Exercise materials
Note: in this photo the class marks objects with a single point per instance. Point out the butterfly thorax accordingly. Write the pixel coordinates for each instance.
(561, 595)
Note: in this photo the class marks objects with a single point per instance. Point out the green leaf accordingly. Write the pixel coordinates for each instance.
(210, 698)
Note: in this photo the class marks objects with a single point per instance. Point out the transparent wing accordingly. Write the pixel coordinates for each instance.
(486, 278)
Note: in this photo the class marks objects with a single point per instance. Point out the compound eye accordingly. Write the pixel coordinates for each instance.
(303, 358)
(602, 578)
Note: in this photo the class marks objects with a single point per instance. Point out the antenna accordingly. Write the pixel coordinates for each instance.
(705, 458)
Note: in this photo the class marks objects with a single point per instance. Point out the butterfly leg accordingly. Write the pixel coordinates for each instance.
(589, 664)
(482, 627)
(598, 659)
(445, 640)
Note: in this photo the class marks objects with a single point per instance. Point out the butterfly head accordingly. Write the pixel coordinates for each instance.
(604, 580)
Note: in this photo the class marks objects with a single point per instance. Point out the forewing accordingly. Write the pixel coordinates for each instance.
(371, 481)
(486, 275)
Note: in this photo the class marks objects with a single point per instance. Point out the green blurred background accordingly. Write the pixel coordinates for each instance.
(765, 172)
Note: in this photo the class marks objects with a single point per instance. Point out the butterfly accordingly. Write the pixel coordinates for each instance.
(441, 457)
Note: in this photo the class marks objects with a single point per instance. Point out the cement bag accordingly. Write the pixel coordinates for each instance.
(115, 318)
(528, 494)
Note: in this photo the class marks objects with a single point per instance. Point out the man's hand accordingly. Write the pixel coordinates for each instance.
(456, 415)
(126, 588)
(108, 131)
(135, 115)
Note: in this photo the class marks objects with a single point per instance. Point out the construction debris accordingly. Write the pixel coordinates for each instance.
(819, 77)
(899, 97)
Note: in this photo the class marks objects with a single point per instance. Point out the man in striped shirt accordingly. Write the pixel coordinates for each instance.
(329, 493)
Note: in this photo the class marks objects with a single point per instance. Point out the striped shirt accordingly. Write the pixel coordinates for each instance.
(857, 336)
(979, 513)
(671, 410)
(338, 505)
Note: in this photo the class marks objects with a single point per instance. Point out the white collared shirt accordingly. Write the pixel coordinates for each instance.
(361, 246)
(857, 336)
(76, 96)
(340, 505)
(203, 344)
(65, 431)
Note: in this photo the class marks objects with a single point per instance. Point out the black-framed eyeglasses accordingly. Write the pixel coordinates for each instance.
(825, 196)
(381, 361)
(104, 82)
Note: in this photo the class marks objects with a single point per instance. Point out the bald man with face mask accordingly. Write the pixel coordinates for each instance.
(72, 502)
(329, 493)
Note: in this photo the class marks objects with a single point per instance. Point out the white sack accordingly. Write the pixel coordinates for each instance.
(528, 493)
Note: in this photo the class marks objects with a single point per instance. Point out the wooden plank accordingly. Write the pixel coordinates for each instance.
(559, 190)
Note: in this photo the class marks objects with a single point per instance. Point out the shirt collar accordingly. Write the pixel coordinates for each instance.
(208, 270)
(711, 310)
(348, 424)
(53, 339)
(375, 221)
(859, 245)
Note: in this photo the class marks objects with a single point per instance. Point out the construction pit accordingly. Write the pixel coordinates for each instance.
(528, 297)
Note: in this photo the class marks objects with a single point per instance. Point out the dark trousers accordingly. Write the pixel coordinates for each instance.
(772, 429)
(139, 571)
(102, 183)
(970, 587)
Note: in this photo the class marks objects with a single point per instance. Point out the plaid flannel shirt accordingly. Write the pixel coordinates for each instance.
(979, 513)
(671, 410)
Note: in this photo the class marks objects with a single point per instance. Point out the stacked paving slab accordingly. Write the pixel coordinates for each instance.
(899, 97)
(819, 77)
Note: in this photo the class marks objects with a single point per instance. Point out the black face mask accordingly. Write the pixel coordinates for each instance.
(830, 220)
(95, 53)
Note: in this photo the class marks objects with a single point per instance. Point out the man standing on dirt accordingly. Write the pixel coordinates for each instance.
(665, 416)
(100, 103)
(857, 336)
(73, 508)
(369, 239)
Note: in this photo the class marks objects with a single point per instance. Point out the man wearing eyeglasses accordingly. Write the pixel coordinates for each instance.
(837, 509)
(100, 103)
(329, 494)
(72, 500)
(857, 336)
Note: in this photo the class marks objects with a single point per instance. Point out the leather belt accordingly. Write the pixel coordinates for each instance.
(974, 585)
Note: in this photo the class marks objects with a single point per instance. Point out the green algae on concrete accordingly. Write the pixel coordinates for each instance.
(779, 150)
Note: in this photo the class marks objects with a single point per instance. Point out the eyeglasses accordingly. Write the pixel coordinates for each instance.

What you should do
Copy out the data again from the line containing "the man standing" through the end, keeping the requests, and add -53 to every pixel coordinate in the answers.

Full solution
Note: in this photo the class marks objects with a single point per instance. Point out the man standing on dirt accordingly. Write the pixel coordinates for each instance.
(612, 363)
(47, 50)
(804, 283)
(20, 455)
(316, 186)
Note: in this photo the class marks objects with a single point per instance. Point out the man wearing eyeglasses accordingly. Write the pixel coordinates for each instance.
(784, 456)
(47, 50)
(276, 441)
(19, 447)
(804, 283)
Note: in this photo the class marks objects with a single point per instance. Point out the leather belt accordingly. Write the pixel coordinates for each instance.
(921, 532)
Note: in this photo the class marks objects with a single point per instance. Point out the green algae on concrete accordingly. Write the pixel coordinates for each instance.
(726, 97)
Note: in this photo the class marks objects with a single point per instance. Point out the eyeglasses accordingly. Write the pixel coordinates for each instance.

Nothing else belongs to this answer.